GIVEN PASSAGE:
----

Metallica are arguably the greatest metal act in existence, but their enduring popularity perhaps owes as much to the band’s ability to market, promote and advertise as it does their capacity to write songs that can induce whiplash.


The initial announcement of a new album was greeted by many fans with a mixture of delight, trepidation and curiosity. Each member of the band is now in his early 50s, and some fans were quick to question whether they could still perform with the kind of ferocity that has been integral to their sound for 35 years.

After months of speculation and rumour Metallica moved to placate their baying audience by releasing lead single and video Hardwired; a loud, thrashy and altogether frantic assault to prove that not only can Metallica still play metal, but they still reign supreme in the scene.

The single was the moment that sparked into life their robust three-month marketing campaign, ensuring anyone with even the tiniest bit of love for Metallica or metal in general was champing at the bit to get their paws on the record.

7,538 views every minute

The memory remains

The vast majority of Metallica’s fans have a serious passion for the band’s first three full-length albums, Kill ‘Em All, Ride the Lightning and Master of Puppets, all of which were written over 30 years ago. This trio of releases is widely regarded as the band’s finest work, and though they have experimented with various sounds and styles during the intervening years, these three records continue to define them.

As such, the new album’s second single, Moth Into Flame, a six-minute musical pummelling, was greeted with slack jaws and clenched fists; the slick riffs, breakneck drum beats and catchy chorus hark back to an era of metal that is rarely catered for anymore. Fans were pleased. Fans were excited. Fans shared the video. Again and again and again.

----

EXCERPTED RECORDS:

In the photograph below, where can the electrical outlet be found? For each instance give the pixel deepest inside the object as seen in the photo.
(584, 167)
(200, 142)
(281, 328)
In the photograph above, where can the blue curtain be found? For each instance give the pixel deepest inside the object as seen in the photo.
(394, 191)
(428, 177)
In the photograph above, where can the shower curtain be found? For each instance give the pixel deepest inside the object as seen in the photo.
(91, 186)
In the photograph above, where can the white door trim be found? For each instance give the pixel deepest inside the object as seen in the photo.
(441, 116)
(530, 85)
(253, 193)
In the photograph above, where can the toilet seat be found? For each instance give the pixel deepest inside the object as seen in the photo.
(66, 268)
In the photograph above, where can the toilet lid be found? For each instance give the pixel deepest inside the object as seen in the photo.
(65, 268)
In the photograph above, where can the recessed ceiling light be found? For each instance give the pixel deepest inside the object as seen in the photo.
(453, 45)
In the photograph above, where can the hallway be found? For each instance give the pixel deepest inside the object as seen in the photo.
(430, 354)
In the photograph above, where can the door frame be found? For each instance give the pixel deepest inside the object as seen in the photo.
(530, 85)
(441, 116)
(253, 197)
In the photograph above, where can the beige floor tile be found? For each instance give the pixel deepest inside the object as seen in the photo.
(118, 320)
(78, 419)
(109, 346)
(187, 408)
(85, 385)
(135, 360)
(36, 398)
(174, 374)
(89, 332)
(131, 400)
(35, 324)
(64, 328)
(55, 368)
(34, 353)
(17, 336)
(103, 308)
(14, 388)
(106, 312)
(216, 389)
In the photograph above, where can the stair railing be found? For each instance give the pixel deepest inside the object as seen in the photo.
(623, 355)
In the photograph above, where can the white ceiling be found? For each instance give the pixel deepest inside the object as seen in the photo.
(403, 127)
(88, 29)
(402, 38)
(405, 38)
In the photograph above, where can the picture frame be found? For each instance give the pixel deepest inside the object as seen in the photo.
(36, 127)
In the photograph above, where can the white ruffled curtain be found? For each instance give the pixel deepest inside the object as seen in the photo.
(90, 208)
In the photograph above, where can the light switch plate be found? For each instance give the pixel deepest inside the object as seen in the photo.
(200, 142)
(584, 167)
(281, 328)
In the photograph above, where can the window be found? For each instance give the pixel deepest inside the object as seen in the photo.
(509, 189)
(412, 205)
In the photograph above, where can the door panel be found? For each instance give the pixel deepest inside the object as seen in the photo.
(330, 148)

----

THE TASKS:
1 - In the Metallica article, rewrite the stretch from "The initial announcement" through "in the scene." and change "trepidation" to "apprehension".
2 - Translate this sentence from the Metallica article into Spanish: "The initial announcement of a new album was greeted by many fans with a mixture of delight, trepidation and curiosity."

TASK SOLUTIONS:
1 -
The initial announcement of a new album was greeted by many fans with a mixture of delight, apprehension and curiosity. Each member of the band is now in his early 50s, and some fans were quick to question whether they could still perform with the kind of ferocity that has been integral to their sound for 35 years.

After months of speculation and rumour Metallica moved to placate their baying audience by releasing lead single and video Hardwired; a loud, thrashy and altogether frantic assault to prove that not only can Metallica still play metal, but they still reign supreme in the scene.

2 - El anuncio inicial de un nuevo álbum fue recibido por muchos fans con una mezcla de deleite, aprensión y curiosidad.